§ Set problem: Print the rows below exactly, beginning with the line that contains "target=white baseball cap" and continuing through the line that contains "[91,164,431,287]", both included, and print nothing else.

* start *

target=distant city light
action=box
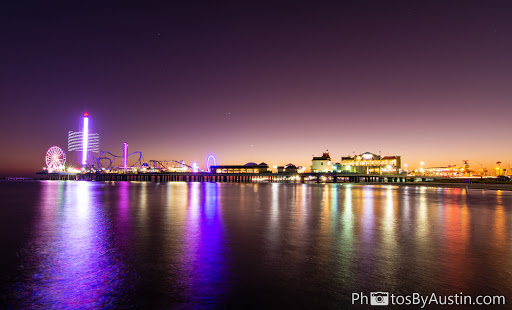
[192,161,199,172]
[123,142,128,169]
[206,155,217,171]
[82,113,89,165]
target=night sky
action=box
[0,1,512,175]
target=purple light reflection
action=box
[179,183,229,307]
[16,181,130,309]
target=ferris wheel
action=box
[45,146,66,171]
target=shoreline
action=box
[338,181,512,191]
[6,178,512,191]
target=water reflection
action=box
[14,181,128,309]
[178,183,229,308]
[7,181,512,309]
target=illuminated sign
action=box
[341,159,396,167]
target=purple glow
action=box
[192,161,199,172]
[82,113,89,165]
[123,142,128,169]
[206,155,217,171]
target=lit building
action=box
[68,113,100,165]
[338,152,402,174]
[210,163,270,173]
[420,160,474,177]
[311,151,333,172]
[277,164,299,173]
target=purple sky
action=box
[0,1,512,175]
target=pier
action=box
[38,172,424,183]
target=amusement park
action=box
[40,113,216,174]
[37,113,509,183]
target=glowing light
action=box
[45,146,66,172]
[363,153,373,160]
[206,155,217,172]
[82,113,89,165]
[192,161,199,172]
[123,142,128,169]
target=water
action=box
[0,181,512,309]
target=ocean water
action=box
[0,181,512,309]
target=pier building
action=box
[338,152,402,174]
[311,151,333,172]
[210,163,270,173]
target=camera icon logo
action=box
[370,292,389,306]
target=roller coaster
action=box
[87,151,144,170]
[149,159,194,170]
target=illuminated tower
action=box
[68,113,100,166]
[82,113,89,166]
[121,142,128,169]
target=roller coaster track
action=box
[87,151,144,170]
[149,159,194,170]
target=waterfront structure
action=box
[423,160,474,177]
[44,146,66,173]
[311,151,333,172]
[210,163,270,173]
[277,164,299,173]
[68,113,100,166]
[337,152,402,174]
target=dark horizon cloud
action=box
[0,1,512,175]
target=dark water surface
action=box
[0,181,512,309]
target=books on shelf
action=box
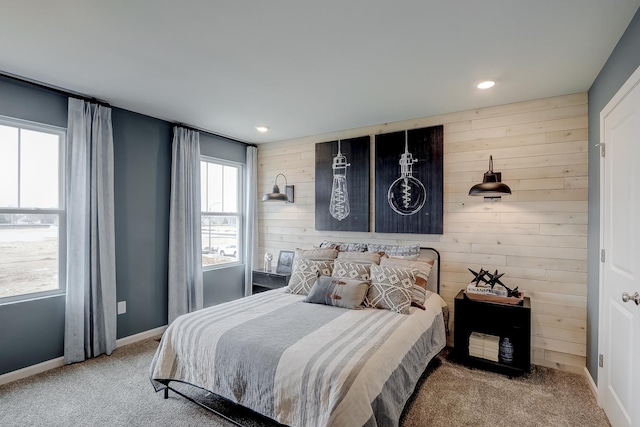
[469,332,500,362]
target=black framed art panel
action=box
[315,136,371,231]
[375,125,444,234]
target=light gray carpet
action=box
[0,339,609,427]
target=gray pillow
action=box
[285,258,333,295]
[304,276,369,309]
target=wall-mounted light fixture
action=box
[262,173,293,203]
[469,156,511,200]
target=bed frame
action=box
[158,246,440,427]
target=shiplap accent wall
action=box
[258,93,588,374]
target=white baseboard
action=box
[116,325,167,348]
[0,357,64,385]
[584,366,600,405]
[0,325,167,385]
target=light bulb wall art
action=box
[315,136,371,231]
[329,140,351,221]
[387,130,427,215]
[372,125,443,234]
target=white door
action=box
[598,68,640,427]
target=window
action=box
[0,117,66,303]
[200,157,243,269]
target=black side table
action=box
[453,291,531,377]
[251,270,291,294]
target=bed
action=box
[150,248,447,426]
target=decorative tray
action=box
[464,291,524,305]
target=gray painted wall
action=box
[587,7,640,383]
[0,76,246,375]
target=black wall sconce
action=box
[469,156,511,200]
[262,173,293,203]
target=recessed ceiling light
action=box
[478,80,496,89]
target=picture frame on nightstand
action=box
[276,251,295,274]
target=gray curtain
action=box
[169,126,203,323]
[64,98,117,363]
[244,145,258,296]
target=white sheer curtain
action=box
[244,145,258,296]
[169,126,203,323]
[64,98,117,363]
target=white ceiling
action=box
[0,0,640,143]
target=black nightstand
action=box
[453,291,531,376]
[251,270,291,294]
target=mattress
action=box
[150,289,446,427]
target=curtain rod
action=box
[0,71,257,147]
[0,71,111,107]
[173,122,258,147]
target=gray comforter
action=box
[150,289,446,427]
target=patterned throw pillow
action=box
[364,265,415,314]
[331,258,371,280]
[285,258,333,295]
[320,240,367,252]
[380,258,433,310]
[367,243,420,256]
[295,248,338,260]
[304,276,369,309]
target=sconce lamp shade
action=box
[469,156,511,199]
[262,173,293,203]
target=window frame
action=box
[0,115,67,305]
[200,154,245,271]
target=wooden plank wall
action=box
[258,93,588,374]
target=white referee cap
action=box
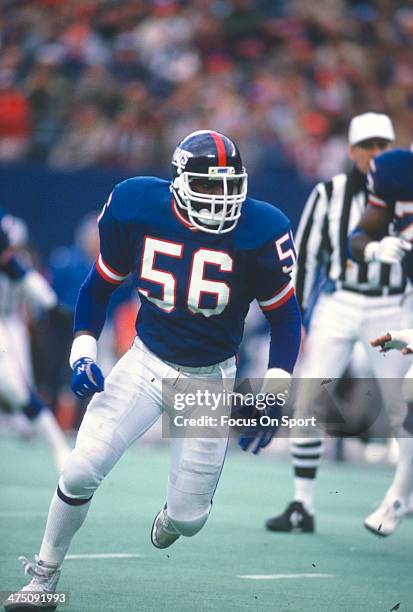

* end *
* start *

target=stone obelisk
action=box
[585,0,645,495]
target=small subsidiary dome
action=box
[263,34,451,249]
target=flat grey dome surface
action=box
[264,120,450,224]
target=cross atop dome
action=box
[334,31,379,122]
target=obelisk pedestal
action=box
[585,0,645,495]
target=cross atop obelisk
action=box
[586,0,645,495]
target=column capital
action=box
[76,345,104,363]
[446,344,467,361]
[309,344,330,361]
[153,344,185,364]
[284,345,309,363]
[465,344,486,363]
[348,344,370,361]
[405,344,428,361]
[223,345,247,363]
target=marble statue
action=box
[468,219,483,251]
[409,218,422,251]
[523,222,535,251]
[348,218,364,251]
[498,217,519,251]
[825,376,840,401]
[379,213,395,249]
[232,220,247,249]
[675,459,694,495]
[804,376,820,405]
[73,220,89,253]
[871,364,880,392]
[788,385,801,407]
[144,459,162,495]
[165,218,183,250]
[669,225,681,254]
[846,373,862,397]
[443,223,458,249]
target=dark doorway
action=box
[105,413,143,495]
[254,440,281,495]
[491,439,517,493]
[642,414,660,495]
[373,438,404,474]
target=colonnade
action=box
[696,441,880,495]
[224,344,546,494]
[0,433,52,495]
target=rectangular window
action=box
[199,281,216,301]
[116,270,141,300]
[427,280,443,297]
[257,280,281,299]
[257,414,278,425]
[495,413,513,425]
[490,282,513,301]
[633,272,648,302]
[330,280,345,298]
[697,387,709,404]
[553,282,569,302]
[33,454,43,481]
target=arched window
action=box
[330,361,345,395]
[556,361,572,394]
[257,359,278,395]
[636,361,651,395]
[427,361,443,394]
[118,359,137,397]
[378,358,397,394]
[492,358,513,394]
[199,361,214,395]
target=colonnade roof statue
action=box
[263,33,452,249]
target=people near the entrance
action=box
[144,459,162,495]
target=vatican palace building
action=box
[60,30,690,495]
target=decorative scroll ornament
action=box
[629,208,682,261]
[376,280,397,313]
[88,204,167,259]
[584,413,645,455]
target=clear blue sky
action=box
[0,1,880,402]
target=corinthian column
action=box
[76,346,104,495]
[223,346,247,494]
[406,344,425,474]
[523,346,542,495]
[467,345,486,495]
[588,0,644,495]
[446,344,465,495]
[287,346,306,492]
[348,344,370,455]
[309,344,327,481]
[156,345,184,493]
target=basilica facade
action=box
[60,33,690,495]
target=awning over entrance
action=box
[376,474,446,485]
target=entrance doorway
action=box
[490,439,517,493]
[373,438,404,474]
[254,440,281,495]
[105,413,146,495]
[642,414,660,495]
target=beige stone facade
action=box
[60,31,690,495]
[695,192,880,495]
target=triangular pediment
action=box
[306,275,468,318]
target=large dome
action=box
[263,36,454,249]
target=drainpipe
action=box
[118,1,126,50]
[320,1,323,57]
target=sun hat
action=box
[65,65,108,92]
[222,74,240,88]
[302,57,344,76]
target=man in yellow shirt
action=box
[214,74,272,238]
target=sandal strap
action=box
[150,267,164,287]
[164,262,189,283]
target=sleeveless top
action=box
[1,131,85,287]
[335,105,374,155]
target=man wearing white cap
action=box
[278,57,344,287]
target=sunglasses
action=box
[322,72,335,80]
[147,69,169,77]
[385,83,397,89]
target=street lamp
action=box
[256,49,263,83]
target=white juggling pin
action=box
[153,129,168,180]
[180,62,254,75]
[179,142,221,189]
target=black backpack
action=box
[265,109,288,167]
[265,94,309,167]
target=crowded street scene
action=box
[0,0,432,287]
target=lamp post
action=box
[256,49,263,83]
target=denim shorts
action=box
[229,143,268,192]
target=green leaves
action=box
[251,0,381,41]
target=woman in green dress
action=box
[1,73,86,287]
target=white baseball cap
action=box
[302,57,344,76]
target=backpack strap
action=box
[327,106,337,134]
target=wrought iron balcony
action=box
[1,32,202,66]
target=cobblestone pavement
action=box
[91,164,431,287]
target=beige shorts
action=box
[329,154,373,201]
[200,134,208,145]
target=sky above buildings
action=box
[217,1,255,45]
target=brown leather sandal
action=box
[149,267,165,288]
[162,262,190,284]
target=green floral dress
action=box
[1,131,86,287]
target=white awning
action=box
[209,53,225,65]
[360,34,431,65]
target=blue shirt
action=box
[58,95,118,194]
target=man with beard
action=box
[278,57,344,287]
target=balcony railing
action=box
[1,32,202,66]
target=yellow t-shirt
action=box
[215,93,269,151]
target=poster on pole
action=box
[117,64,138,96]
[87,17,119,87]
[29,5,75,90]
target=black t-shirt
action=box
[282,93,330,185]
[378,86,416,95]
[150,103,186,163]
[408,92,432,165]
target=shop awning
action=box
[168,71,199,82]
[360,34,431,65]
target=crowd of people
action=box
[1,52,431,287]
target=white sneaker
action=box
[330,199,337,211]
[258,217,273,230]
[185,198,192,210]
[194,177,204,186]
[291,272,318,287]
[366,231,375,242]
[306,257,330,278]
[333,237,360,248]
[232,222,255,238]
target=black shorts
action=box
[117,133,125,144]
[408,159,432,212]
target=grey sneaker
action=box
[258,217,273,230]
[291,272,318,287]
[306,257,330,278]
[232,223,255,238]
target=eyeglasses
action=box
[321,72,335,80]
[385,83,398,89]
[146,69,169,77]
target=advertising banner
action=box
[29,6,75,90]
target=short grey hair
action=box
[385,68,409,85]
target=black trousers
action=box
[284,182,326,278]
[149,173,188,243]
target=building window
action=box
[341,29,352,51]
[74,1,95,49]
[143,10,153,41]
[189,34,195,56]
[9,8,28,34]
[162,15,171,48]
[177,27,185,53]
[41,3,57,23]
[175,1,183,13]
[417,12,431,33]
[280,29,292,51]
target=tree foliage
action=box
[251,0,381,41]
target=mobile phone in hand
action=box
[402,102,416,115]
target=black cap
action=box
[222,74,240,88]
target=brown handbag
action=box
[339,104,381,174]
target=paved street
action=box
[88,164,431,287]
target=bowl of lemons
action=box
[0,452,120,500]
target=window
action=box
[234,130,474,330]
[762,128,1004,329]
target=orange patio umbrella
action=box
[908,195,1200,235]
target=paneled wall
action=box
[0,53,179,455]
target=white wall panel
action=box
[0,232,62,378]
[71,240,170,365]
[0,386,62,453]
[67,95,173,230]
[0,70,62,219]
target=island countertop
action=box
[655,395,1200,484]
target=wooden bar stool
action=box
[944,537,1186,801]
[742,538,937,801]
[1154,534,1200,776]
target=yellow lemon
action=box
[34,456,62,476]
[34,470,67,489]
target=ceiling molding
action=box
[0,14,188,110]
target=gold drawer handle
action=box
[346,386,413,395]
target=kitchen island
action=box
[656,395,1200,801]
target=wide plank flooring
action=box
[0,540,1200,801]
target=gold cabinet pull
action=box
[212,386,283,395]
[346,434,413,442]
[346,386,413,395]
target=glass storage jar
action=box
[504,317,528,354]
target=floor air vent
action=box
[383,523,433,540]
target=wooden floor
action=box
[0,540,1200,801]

* end *
* start *

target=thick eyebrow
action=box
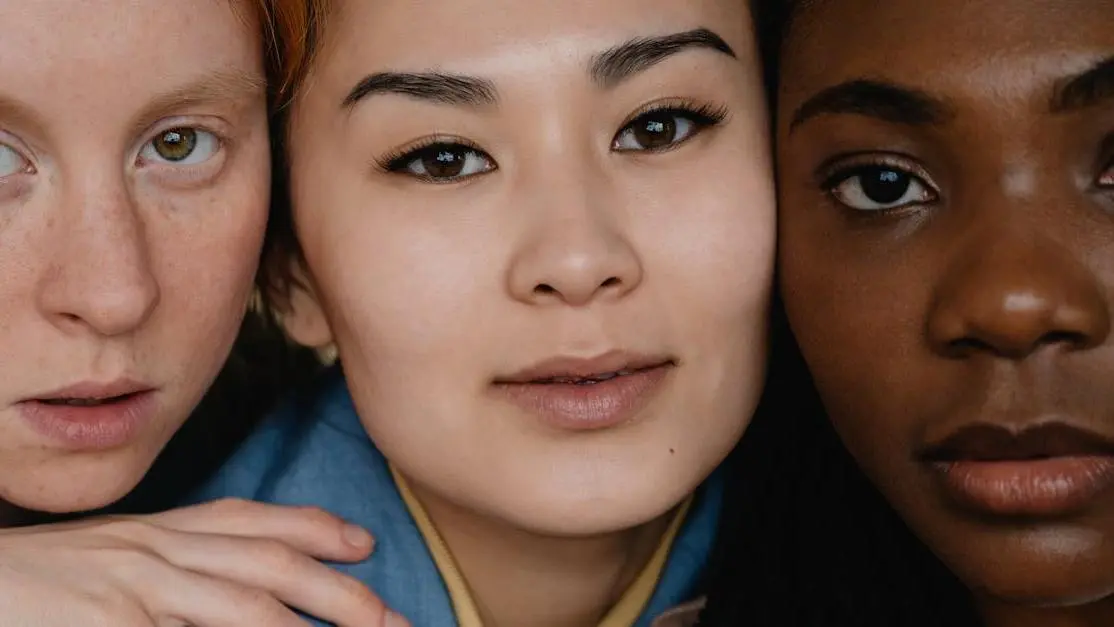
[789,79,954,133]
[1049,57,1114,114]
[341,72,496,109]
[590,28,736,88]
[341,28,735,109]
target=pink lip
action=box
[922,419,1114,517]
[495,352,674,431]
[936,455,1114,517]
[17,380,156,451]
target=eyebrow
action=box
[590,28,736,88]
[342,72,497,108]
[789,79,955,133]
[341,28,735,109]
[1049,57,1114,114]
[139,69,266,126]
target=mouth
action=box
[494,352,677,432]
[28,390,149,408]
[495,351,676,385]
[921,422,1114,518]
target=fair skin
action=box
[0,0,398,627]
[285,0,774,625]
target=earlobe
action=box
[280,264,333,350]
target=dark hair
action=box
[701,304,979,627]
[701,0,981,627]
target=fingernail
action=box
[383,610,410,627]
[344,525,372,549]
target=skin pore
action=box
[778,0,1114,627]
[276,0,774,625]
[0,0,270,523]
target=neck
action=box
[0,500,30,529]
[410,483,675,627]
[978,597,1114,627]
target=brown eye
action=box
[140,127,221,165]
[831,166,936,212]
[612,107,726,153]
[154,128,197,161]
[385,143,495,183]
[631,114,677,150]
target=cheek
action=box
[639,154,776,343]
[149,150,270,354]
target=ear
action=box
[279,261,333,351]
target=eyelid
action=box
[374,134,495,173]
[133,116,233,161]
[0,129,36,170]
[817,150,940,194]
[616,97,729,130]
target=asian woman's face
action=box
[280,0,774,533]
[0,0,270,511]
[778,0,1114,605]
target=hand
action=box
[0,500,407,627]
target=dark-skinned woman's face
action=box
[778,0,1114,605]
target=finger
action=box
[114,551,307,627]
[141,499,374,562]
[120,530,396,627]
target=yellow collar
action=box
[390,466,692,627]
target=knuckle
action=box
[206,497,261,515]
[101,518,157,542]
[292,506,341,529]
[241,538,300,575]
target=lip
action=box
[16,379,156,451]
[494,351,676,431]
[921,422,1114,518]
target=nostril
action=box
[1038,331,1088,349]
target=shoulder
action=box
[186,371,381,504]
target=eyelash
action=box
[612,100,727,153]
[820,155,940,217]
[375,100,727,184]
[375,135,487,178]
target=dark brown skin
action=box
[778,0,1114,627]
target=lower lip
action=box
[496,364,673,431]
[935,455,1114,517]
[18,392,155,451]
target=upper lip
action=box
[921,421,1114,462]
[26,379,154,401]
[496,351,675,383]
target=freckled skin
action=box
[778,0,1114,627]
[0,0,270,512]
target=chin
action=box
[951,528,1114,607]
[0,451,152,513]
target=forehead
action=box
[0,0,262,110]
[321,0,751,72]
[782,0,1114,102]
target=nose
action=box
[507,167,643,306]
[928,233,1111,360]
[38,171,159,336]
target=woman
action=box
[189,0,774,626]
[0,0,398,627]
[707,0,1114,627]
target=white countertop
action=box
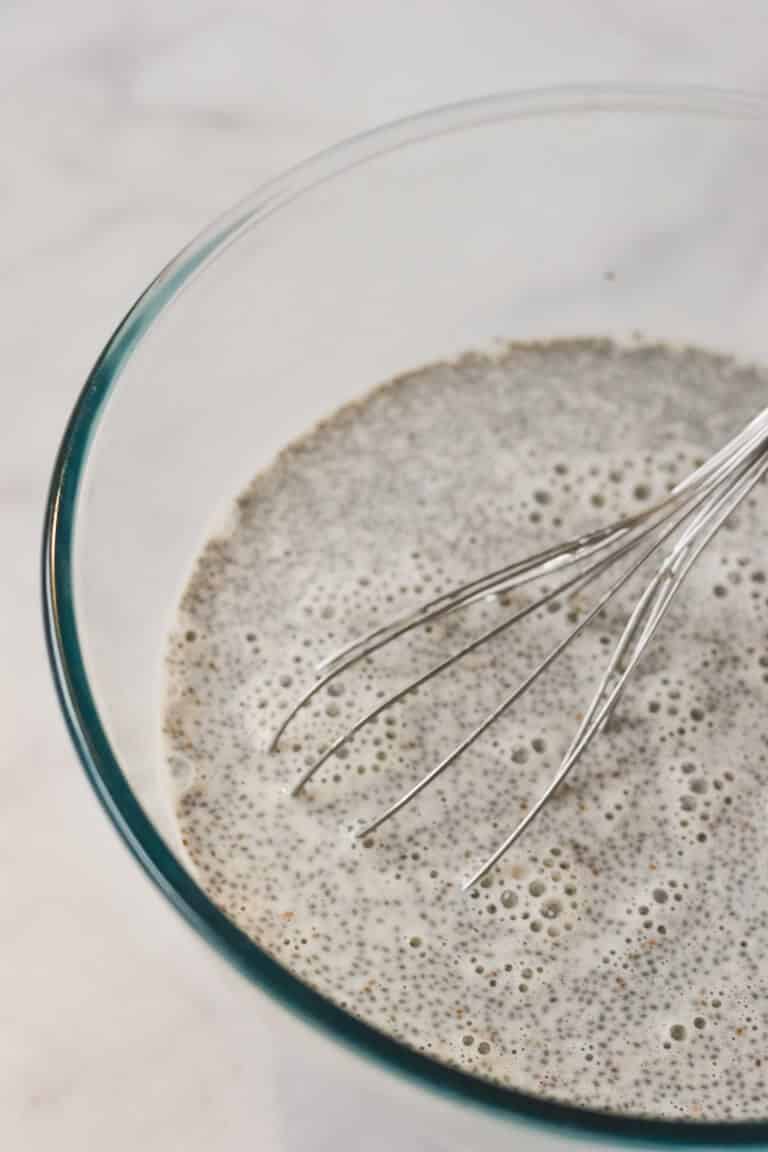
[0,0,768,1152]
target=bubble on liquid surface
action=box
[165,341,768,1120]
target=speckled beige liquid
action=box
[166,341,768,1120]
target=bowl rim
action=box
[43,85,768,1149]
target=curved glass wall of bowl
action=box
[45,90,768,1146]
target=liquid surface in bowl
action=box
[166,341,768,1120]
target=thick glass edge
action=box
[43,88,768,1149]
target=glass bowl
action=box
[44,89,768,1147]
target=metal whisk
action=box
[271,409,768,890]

* end *

§ Answer to this exercise:
target=white baseball cap
action=box
[302,57,344,76]
target=backpack strap
action=box
[327,106,337,134]
target=wrought iron balcony
action=box
[1,32,202,66]
target=cobblestone pavement
action=box
[91,164,431,287]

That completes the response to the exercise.